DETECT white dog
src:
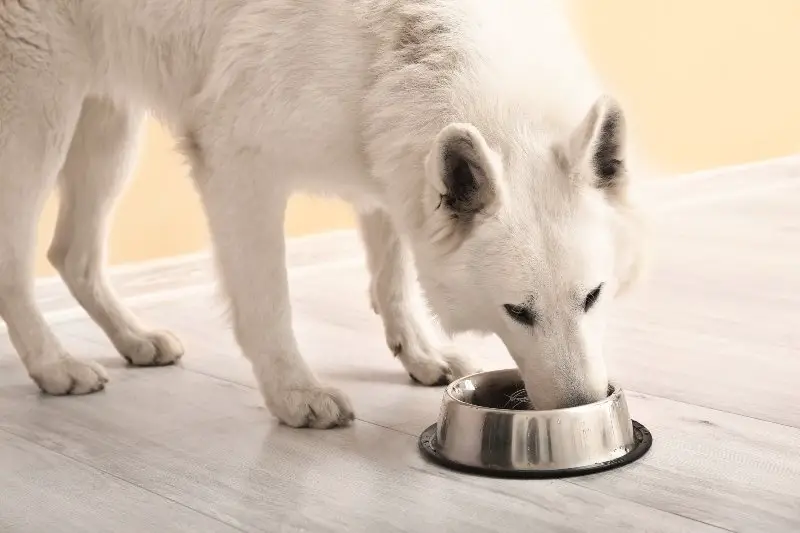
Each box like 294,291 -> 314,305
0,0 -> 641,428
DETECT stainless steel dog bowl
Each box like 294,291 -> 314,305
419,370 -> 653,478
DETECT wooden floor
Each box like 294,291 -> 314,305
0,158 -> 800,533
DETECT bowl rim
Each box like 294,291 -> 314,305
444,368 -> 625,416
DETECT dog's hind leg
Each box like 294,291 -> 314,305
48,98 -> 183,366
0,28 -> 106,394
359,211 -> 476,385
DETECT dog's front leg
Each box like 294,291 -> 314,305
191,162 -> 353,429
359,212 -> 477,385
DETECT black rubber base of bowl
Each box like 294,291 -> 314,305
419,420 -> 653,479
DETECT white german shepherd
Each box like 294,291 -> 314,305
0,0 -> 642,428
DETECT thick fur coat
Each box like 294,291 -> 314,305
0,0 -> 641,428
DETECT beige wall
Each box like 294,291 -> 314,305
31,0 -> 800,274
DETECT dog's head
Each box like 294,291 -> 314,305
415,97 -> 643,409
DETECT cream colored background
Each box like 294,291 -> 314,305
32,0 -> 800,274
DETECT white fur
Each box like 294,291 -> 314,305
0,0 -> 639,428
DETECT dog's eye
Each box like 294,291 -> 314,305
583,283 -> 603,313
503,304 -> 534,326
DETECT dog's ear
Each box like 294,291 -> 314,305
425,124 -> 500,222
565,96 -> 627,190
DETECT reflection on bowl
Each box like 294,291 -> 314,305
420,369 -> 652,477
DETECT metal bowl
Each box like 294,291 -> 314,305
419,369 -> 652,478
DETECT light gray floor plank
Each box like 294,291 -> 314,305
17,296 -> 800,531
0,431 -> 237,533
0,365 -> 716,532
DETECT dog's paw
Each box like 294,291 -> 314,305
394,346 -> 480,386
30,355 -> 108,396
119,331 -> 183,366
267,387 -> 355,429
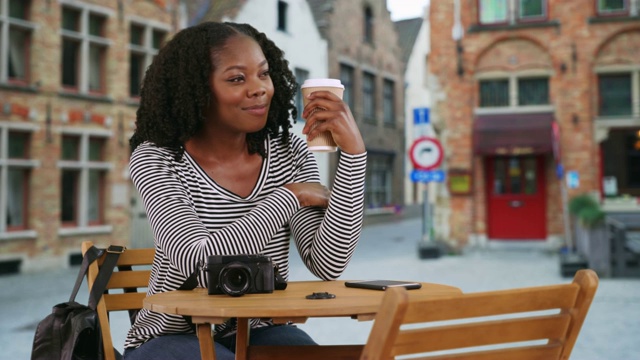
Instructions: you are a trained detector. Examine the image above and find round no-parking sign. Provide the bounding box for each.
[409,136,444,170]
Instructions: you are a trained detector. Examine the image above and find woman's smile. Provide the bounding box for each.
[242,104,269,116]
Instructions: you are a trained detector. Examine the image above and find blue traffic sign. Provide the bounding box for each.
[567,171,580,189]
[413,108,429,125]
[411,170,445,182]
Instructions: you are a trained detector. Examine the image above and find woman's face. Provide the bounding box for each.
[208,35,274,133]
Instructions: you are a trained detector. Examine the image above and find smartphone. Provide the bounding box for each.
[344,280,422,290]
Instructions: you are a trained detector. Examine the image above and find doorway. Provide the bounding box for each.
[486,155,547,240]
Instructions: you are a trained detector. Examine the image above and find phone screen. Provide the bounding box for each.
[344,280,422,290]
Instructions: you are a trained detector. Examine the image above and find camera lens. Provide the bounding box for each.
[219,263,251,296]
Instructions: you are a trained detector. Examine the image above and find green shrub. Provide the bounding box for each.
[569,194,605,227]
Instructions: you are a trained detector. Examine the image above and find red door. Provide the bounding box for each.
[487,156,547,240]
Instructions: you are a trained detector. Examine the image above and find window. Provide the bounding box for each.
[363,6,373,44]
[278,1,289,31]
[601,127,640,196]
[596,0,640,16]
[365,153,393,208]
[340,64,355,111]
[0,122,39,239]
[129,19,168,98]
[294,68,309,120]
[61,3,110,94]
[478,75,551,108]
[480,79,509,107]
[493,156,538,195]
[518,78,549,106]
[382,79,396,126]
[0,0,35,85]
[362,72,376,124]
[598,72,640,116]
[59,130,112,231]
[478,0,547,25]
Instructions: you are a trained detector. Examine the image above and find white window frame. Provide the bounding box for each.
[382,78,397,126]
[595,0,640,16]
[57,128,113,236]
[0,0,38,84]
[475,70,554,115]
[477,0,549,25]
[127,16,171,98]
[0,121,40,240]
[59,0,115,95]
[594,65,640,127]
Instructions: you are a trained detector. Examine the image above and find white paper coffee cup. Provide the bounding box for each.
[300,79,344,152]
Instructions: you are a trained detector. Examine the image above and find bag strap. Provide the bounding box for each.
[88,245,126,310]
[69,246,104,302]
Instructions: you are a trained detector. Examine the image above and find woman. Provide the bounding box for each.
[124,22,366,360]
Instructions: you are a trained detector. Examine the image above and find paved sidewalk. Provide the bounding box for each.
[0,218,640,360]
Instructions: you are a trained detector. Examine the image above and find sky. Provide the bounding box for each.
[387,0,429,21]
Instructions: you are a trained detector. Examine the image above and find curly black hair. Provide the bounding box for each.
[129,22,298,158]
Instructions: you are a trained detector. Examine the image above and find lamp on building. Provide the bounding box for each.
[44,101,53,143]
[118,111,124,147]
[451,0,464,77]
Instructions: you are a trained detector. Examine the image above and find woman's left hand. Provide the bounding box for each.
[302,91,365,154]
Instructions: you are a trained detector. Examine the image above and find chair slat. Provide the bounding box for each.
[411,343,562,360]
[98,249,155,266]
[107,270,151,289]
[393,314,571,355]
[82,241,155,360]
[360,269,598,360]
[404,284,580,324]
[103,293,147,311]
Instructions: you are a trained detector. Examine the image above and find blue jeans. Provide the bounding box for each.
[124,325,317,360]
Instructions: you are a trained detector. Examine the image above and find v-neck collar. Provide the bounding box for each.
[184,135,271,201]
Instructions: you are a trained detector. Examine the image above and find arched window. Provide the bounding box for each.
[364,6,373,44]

____________

* **Task**:
Please reproduce all of the lines above exactly, leaving out the pictures.

* **Written answer**:
DETECT white dog
src:
Each box like 294,291 -> 314,305
0,0 -> 641,428
DETECT stainless steel dog bowl
Each box like 294,291 -> 314,305
419,370 -> 653,478
DETECT wooden floor
Each box like 294,291 -> 314,305
0,158 -> 800,533
DETECT bowl rim
Each box like 294,291 -> 314,305
444,368 -> 625,416
DETECT dog's hind leg
Each box like 294,291 -> 314,305
48,98 -> 183,366
0,28 -> 106,394
359,211 -> 476,385
DETECT dog's front leg
Each box like 294,291 -> 314,305
191,162 -> 353,429
359,212 -> 477,385
DETECT black rubber base of bowl
Each box like 294,291 -> 314,305
419,420 -> 653,479
DETECT white german shepherd
Each box like 294,291 -> 314,305
0,0 -> 642,428
DETECT thick fur coat
Each box like 294,291 -> 314,305
0,0 -> 641,428
DETECT beige wall
Each box like 294,291 -> 314,305
31,0 -> 800,274
DETECT dog's head
Each box like 294,291 -> 314,305
415,97 -> 643,409
DETECT cream colored background
Each box like 294,291 -> 314,305
32,0 -> 800,274
DETECT white fur
Each box like 294,291 -> 314,305
0,0 -> 639,428
DETECT dog's eye
Each box like 294,291 -> 314,305
583,283 -> 603,313
503,304 -> 534,326
DETECT dog's ear
Each box like 294,291 -> 314,305
425,124 -> 500,222
565,96 -> 627,190
DETECT reflection on bowl
Each box like 294,291 -> 314,305
420,369 -> 652,477
DETECT metal bowl
Each box like 294,291 -> 314,305
419,369 -> 652,478
DETECT light gray floor plank
Each box like 294,291 -> 314,305
17,296 -> 800,531
0,431 -> 237,533
0,365 -> 716,532
DETECT dog's paw
Each box like 294,291 -> 314,305
394,346 -> 480,386
30,355 -> 108,396
119,331 -> 183,366
267,387 -> 355,429
Instructions: you are a trained detector. Examine the image above and find round no-parking sign. Provide the bounding box for each.
[409,136,444,170]
Instructions: you are a trained detector. Examine the image above and find woman's smile. Provide the bounding box for each.
[242,104,269,116]
Instructions: you are a trained detector. Examine the image above and find blue traffic sign. Provide the bounding box for each.
[567,171,580,189]
[413,108,429,125]
[411,170,445,182]
Instructions: you are a trained detector. Examine the image above and find woman's face. Provide the bounding box for each.
[208,35,274,133]
Instructions: you are a trained detector. Examine the image above and find smartphone. Provide the bounding box for each.
[344,280,422,290]
Instructions: you are a trained detector. Examine the image above and find doorway. Provide the bounding box for each.
[486,155,547,240]
Instructions: you are a trained detector. Examine the image above and find phone screen. Provide the bounding box for each.
[344,280,422,290]
Instructions: you are a trained detector. Examine the image above and find camera lens. Provide the bounding box for each.
[219,263,251,296]
Instructions: you are a trained detector. Examine the image above and find green shrub. Provide the bounding box for each.
[569,194,605,227]
Instructions: you are a trained detector. Examine the image above and find red door. Provide the bounding box for each.
[487,156,547,240]
Instructions: you are a trained detector. Examine the image above and find window. Provide the bounding box for each.
[363,6,373,44]
[278,1,289,31]
[601,127,640,196]
[596,0,640,16]
[365,153,393,208]
[340,64,355,111]
[0,122,39,239]
[129,19,168,98]
[294,68,309,120]
[61,3,110,94]
[478,75,551,108]
[480,79,509,107]
[493,156,538,195]
[518,78,549,106]
[382,79,396,126]
[0,0,35,85]
[362,72,376,124]
[598,72,640,116]
[59,130,112,231]
[478,0,547,25]
Instructions: you are a trained detector. Examine the image above and find white window frame. Provide the bounding box for each.
[382,78,397,126]
[595,0,640,16]
[57,128,113,236]
[0,0,38,84]
[475,70,554,115]
[477,0,549,25]
[127,16,171,98]
[0,121,40,240]
[59,0,115,95]
[594,65,640,127]
Instructions: you are a trained detector. Examine the image above and find white paper coffee cup. Provide the bounding box for each.
[300,79,344,152]
Instructions: you are a trained detector. Examine the image above and find bag strap. Provide the bounding box for each.
[88,245,126,310]
[69,246,104,302]
Instructions: you are a trained detector. Examine the image above and find woman. Provide the bounding box for each.
[124,22,366,360]
Instructions: you are a trained detector. Examine the image above and find paved sidewalk. Provide the bounding box for each.
[0,218,640,360]
Instructions: you are a trained detector. Examine the image above and find sky. Provide the bounding box for each.
[387,0,429,21]
Instructions: you are a trained detector. Examine the image above and find curly black hair. Provide the bounding box for each.
[129,22,298,158]
Instructions: you are a trained detector. Examine the image above and find lamp on building. Provide the bounding box for each.
[44,101,53,143]
[118,111,124,147]
[451,0,464,77]
Instructions: you are a trained detector. Examine the image above and find woman's left hand. Provide the bounding box for each.
[302,91,365,154]
Instructions: you are a trained detector. Examine the image above and find chair slat. Provide the bounding box for each.
[411,343,562,360]
[98,249,155,266]
[107,270,151,289]
[393,314,571,355]
[82,241,155,360]
[360,269,598,360]
[404,284,580,324]
[103,293,147,311]
Instructions: you are a trained detector. Examine the image above and find blue jeans. Provide the bounding box for each.
[124,325,317,360]
Instructions: you are a trained detector. Examine the image above and find v-neck collar. Provide the bounding box for each.
[184,135,271,201]
Instructions: you are a trained detector. Examine the image above and find arched window. Provide the bounding box for each.
[364,6,373,44]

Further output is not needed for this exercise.